▶ **Aim of the task**
Repeat every entry word for word. Images do not belong in the copy.

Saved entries
/---
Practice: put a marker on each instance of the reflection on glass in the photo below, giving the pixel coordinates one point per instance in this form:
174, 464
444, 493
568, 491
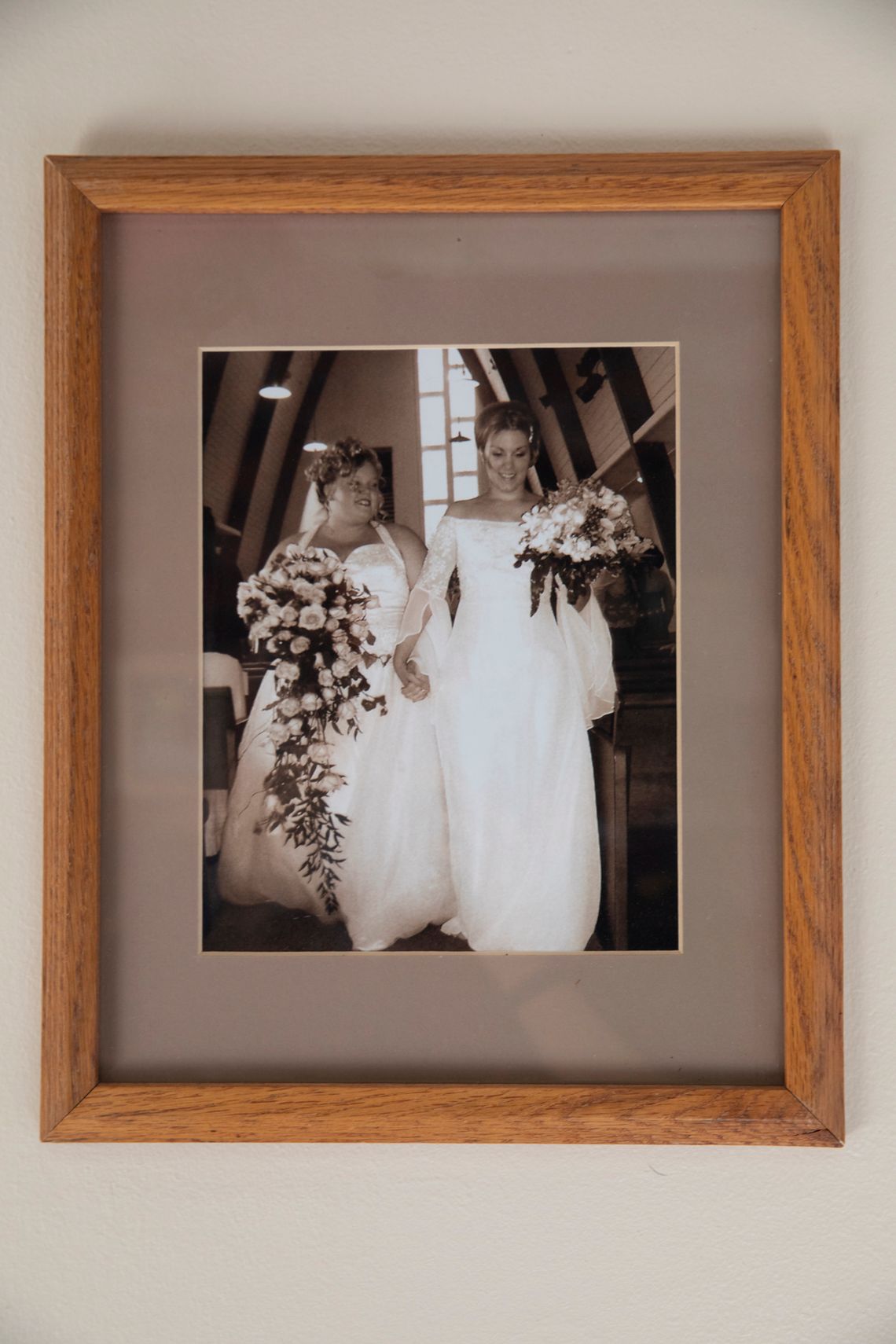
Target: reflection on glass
431, 515
466, 487
431, 421
430, 370
435, 473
\---
▶ **Written answer**
Practice: put a marker on each instance of the reflection on glass in the photo below, giving the pixel coordinates one point per instance in this form:
174, 464
444, 493
568, 491
Target: reflection on glass
431, 515
466, 487
431, 421
430, 370
435, 473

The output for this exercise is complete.